AIM OF THE TASK: Return every line of the items below that contains the word "brown", copied in full. Matching is case-sensitive.

==================================================

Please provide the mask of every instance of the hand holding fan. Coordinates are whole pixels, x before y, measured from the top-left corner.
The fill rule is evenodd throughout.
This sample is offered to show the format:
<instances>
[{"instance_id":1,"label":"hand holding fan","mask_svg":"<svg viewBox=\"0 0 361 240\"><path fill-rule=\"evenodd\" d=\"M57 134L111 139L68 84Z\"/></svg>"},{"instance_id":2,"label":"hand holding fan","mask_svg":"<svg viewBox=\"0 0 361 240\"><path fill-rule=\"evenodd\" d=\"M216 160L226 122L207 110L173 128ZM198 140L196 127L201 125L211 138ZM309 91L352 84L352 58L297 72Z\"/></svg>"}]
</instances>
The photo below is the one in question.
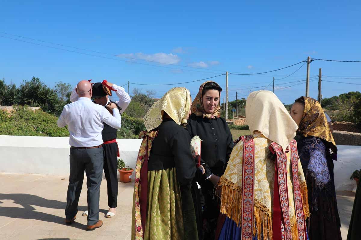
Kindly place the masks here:
<instances>
[{"instance_id":1,"label":"hand holding fan","mask_svg":"<svg viewBox=\"0 0 361 240\"><path fill-rule=\"evenodd\" d=\"M197 136L194 136L191 141L191 151L193 156L193 158L195 159L197 156L199 156L198 161L197 163L197 167L201 165L201 145L202 140Z\"/></svg>"}]
</instances>

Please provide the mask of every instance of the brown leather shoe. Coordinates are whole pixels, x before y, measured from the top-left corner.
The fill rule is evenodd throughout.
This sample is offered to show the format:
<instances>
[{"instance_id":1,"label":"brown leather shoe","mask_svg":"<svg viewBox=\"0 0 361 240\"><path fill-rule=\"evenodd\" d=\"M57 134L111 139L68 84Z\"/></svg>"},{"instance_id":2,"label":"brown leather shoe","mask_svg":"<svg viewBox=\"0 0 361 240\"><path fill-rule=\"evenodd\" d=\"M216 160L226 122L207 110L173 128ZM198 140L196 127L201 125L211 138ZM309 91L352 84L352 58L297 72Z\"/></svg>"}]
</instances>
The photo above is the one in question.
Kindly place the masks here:
<instances>
[{"instance_id":1,"label":"brown leather shoe","mask_svg":"<svg viewBox=\"0 0 361 240\"><path fill-rule=\"evenodd\" d=\"M87 228L88 231L91 231L95 230L95 228L100 227L102 226L103 226L103 221L100 220L98 221L98 222L96 223L95 225L88 225Z\"/></svg>"},{"instance_id":2,"label":"brown leather shoe","mask_svg":"<svg viewBox=\"0 0 361 240\"><path fill-rule=\"evenodd\" d=\"M77 219L77 215L74 216L74 217L71 220L66 220L65 219L65 224L66 225L70 225L73 223L73 222L75 221L75 219Z\"/></svg>"}]
</instances>

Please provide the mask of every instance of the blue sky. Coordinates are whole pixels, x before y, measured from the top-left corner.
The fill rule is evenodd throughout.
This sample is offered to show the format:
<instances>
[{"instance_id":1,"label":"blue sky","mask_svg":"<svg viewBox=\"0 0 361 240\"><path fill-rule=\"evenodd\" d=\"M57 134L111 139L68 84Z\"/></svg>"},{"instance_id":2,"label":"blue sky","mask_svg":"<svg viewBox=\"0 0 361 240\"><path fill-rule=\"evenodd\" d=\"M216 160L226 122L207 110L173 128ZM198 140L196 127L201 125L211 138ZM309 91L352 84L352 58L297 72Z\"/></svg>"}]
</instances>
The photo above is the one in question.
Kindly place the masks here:
<instances>
[{"instance_id":1,"label":"blue sky","mask_svg":"<svg viewBox=\"0 0 361 240\"><path fill-rule=\"evenodd\" d=\"M51 87L59 81L73 85L91 78L119 85L128 81L168 84L226 71L268 71L308 56L361 60L360 1L0 1L0 36L85 54L0 37L0 77L8 83L19 85L35 76ZM286 77L302 64L264 74L230 75L230 100L235 99L236 91L239 96L246 95L249 88L267 86L273 77ZM319 68L326 76L354 78L324 80L361 83L361 78L361 78L361 63L314 61L310 64L311 80ZM305 65L292 76L276 80L275 92L283 102L291 103L304 95L305 83L278 89L303 82L287 83L304 80L306 72ZM225 90L225 76L213 79ZM151 89L160 97L178 86L195 94L203 82L131 84L130 91ZM317 81L310 82L310 95L316 98L317 84ZM323 81L322 86L324 98L361 91L361 85ZM266 89L271 90L271 87Z\"/></svg>"}]
</instances>

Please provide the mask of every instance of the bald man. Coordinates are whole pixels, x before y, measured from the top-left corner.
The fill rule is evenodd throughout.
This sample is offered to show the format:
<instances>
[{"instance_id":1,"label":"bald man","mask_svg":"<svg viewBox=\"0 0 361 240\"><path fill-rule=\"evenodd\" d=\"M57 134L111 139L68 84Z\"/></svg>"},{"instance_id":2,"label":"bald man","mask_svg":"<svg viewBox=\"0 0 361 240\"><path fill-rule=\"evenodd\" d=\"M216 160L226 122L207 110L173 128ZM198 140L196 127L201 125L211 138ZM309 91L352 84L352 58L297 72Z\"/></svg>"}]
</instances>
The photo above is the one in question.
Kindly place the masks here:
<instances>
[{"instance_id":1,"label":"bald man","mask_svg":"<svg viewBox=\"0 0 361 240\"><path fill-rule=\"evenodd\" d=\"M84 171L88 188L88 230L101 227L99 220L99 189L103 176L104 150L101 131L104 123L114 128L122 126L119 110L114 103L106 107L113 116L102 106L91 100L91 84L87 81L79 82L75 90L79 96L76 102L66 105L58 119L58 126L68 125L70 133L70 175L66 195L65 223L71 224L77 218L78 204L82 190Z\"/></svg>"}]
</instances>

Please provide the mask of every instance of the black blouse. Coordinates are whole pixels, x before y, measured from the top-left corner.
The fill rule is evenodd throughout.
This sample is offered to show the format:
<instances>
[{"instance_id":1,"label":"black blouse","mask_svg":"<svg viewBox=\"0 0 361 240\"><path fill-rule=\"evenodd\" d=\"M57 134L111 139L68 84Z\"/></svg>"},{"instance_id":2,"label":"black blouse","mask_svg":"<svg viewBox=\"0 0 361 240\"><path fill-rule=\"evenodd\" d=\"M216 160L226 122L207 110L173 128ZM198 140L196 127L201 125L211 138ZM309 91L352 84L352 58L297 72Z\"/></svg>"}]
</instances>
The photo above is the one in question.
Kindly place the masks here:
<instances>
[{"instance_id":1,"label":"black blouse","mask_svg":"<svg viewBox=\"0 0 361 240\"><path fill-rule=\"evenodd\" d=\"M198 136L203 140L201 157L210 168L212 173L223 175L233 148L233 140L226 120L203 118L192 114L186 129L193 137Z\"/></svg>"},{"instance_id":2,"label":"black blouse","mask_svg":"<svg viewBox=\"0 0 361 240\"><path fill-rule=\"evenodd\" d=\"M180 185L190 185L197 170L191 152L191 138L187 130L165 119L155 130L158 135L152 144L148 171L175 167Z\"/></svg>"}]
</instances>

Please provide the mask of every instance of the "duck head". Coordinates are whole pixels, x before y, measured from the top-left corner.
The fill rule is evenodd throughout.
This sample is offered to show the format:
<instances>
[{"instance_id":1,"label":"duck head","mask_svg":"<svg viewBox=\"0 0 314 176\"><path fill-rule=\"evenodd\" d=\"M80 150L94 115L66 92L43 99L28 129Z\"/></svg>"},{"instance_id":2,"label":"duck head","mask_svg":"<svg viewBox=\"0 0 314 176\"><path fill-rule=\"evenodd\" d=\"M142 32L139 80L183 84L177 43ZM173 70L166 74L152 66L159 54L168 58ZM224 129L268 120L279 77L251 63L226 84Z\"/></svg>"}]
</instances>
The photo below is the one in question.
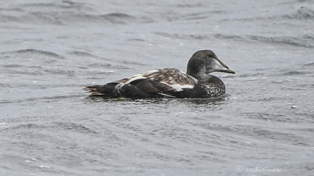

==================================================

RESULT OF THIS EXERCISE:
Please provide the mask of every instance of the brown leather shoe. Coordinates are whole pixels, x before y, measured from the top-left corner.
[{"instance_id":1,"label":"brown leather shoe","mask_svg":"<svg viewBox=\"0 0 361 240\"><path fill-rule=\"evenodd\" d=\"M57 134L111 139L68 84Z\"/></svg>"},{"instance_id":2,"label":"brown leather shoe","mask_svg":"<svg viewBox=\"0 0 361 240\"><path fill-rule=\"evenodd\" d=\"M216 160L226 122L207 110L173 128ZM198 140L196 127L201 125L211 138ZM309 91L352 84L352 58L297 72Z\"/></svg>"}]
[{"instance_id":1,"label":"brown leather shoe","mask_svg":"<svg viewBox=\"0 0 361 240\"><path fill-rule=\"evenodd\" d=\"M87 228L88 231L91 231L95 230L95 228L100 227L102 226L103 226L103 221L100 220L98 221L98 222L96 223L95 225L88 225Z\"/></svg>"},{"instance_id":2,"label":"brown leather shoe","mask_svg":"<svg viewBox=\"0 0 361 240\"><path fill-rule=\"evenodd\" d=\"M77 219L77 215L74 216L74 217L71 220L66 220L65 219L65 224L66 225L70 225L73 223L73 222L75 221L75 219Z\"/></svg>"}]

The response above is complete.